**TEXT**:
↓

Monday, February 15, 2010

Our Own Private Mardi Gras

For Lent, Ron and I are giving up beef.

All beef, including the occasional Carls Jr. teriyaki six-dollar burger with grilled pineapple, crisp red onion, and two slices of Swiss on a sesame seed bun.... (Can you hear my sigh?)

I don't understand, though, if, by giving up beef, we're giving up a vice or a virtue. I'm not sure how personal sacrifices for Lent are supposed to work: are we called to give up something bad for us, or something health-neutral that we really like?

For instance, smoking. If someone gives up smoking for Lent, shouldn't they do that anyway? If someone derives personal benefit from giving up, say, smoking, does that count as a bona fide Lent sacrifice?

Or take chocolate. For most people, sacrificing chocolate would be a health-neutral act. For some, foregoing rich, soul-satisfying chocolate for six weeks could also create intense cravings. Is this what meets the Lent sacrifice criteria: something you really, really want, but isn't that terrible?

I don't know the Biblically-correct answer. But I do know why we're giving up beef for the six weeks of Lent.

Neither of us craves beef, but we certainly like it. In an average month, we likely dine on beef six or seven times, including two fast-food burgers (especially a luscious Carls Jr. teriyaki six-dollar burger!). At home, we enjoy a savory, medium-rare roast that can used for sandwiches during the week. Steak kabobs with veggies are our specialty in summer. And once in a great while, absolutely nothing tastes better than a thick top-sirloin steak grilled on our Weber kettle barbecue.

So yes, we like beef now and then. But we're hardly beef-aholics, and we don't need either the calories or fat.

But we're also giving up beef because its destructive impact on our environment. Beef has been called the Hummer of food, and rightly so. Per Science News in 2009:

"From a climate perspective, beef is in a class by itself. It takes a lot of energy and other natural resources to produce cattle feed, manage the animals’ manure (a major emitter of methane, a potent GHG), get the livestock to market, slaughter the animals, process and package the meat, dispose of the greater part of the carcass that won’t be human food, market the retail cuts, transport them home from the store, refrigerate them until dinner time, and then cook the beef..

↑

**REQUIRED ACTION A**:
Condense the paragraph of the Lent post beginning "Neither of us craves beef" into a short list of its main facts.
**REQUIRED ACTION B**:
Return everything in the Lent post from "Monday, February 15, 2010" down to "hear my sigh?)", word for word.
The lines play no part in this.

**EXCERPTED DATA**:
↓

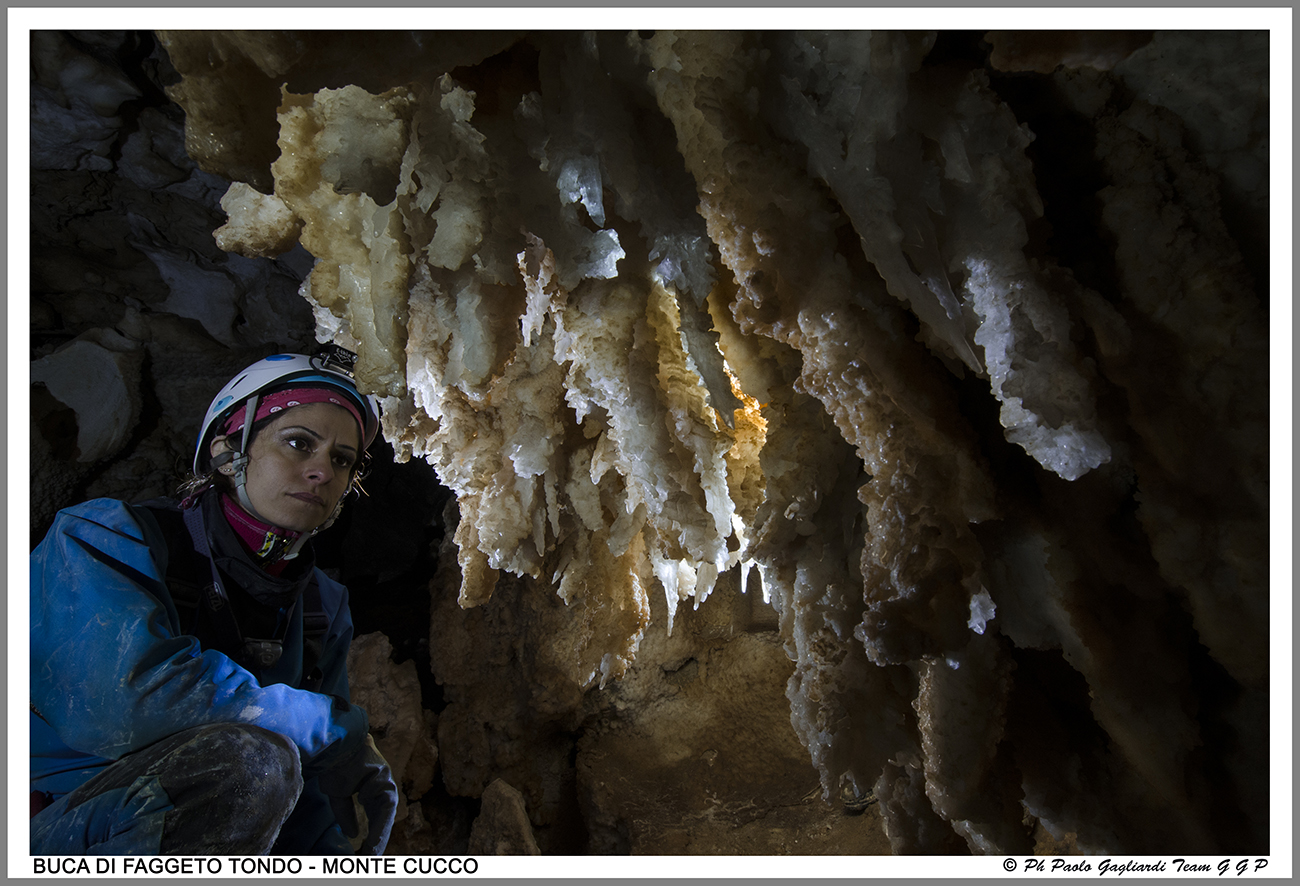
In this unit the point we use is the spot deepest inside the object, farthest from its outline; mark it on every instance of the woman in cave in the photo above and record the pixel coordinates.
(189, 663)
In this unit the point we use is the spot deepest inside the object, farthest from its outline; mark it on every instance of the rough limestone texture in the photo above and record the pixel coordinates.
(502, 825)
(390, 695)
(869, 429)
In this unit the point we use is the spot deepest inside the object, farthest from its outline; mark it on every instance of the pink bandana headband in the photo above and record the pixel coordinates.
(286, 399)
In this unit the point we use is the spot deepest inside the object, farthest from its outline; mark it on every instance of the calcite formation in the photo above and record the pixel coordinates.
(662, 307)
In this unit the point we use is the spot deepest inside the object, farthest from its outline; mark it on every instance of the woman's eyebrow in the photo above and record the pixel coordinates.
(315, 435)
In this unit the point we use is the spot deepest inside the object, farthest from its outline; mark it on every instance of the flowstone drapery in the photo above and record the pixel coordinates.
(664, 305)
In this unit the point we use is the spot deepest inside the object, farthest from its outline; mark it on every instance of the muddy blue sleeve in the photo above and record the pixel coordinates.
(112, 673)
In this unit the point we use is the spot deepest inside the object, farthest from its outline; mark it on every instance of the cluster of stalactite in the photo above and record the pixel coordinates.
(662, 305)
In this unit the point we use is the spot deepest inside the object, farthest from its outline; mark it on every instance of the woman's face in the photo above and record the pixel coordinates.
(299, 464)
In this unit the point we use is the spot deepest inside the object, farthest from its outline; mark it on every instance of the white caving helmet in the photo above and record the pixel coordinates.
(330, 367)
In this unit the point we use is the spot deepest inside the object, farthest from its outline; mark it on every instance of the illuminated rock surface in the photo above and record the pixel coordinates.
(835, 421)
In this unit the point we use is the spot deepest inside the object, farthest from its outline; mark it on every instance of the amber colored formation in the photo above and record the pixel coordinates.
(963, 370)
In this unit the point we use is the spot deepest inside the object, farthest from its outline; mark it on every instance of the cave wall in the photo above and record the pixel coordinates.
(858, 441)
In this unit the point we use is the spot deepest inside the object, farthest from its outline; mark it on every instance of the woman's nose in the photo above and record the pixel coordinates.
(320, 469)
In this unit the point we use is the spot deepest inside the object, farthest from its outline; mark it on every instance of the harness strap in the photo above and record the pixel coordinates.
(203, 598)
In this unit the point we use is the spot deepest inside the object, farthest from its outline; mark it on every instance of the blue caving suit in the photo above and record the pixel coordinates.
(112, 673)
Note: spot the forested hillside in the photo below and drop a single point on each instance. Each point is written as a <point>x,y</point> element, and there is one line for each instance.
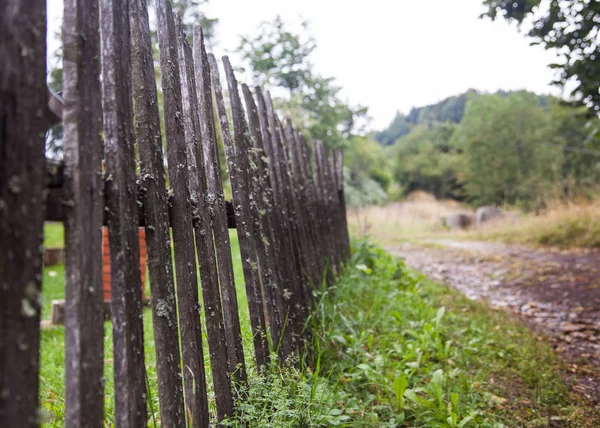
<point>507,147</point>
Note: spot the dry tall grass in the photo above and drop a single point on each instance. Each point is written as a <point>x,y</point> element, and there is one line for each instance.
<point>566,225</point>
<point>573,224</point>
<point>418,216</point>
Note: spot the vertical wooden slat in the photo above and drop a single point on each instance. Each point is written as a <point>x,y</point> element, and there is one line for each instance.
<point>126,297</point>
<point>321,209</point>
<point>23,98</point>
<point>336,209</point>
<point>84,318</point>
<point>215,203</point>
<point>310,195</point>
<point>202,225</point>
<point>154,193</point>
<point>298,174</point>
<point>263,197</point>
<point>181,219</point>
<point>292,287</point>
<point>280,231</point>
<point>302,295</point>
<point>237,162</point>
<point>342,198</point>
<point>327,186</point>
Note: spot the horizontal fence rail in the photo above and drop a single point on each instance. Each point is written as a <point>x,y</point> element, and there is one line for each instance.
<point>288,209</point>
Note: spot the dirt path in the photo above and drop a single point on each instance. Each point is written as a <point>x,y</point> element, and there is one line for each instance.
<point>556,293</point>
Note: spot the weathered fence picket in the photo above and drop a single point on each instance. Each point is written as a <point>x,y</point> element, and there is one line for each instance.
<point>288,208</point>
<point>155,204</point>
<point>188,308</point>
<point>263,199</point>
<point>84,314</point>
<point>22,180</point>
<point>204,237</point>
<point>126,298</point>
<point>215,202</point>
<point>237,163</point>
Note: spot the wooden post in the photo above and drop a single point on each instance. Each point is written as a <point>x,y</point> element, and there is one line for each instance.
<point>215,203</point>
<point>84,315</point>
<point>237,163</point>
<point>181,221</point>
<point>156,214</point>
<point>126,296</point>
<point>23,97</point>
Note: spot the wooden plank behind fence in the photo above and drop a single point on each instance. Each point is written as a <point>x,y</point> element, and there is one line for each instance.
<point>155,204</point>
<point>84,317</point>
<point>237,164</point>
<point>215,203</point>
<point>126,298</point>
<point>23,96</point>
<point>181,221</point>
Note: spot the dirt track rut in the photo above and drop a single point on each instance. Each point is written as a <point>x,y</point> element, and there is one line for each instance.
<point>556,293</point>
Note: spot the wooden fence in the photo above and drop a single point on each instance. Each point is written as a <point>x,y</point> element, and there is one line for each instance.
<point>288,208</point>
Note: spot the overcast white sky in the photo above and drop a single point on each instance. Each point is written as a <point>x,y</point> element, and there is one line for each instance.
<point>392,55</point>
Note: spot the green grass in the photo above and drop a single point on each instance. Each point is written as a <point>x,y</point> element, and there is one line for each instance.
<point>388,349</point>
<point>405,351</point>
<point>54,235</point>
<point>52,374</point>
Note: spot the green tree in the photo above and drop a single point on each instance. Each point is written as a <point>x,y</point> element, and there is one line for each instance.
<point>427,160</point>
<point>398,128</point>
<point>279,60</point>
<point>511,150</point>
<point>570,27</point>
<point>278,57</point>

↑

**PROBLEM SOLUTION A**:
- They like beef but don't crave it.
- In an average month they eat beef six or seven times, including two fast-food burgers, especially the Carls Jr. teriyaki six-dollar burger.
- At home they have a medium-rare roast that they use for sandwiches during the week.
- In summer, steak kabobs with veggies are their specialty.
- Once in a great while, they grill a thick top-sirloin steak on their Weber kettle barbecue.

**PROBLEM SOLUTION B**:
Monday, February 15, 2010

Our Own Private Mardi Gras

For Lent, Ron and I are giving up beef.

All beef, including the occasional Carls Jr. teriyaki six-dollar burger with grilled pineapple, crisp red onion, and two slices of Swiss on a sesame seed bun.... (Can you hear my sigh?)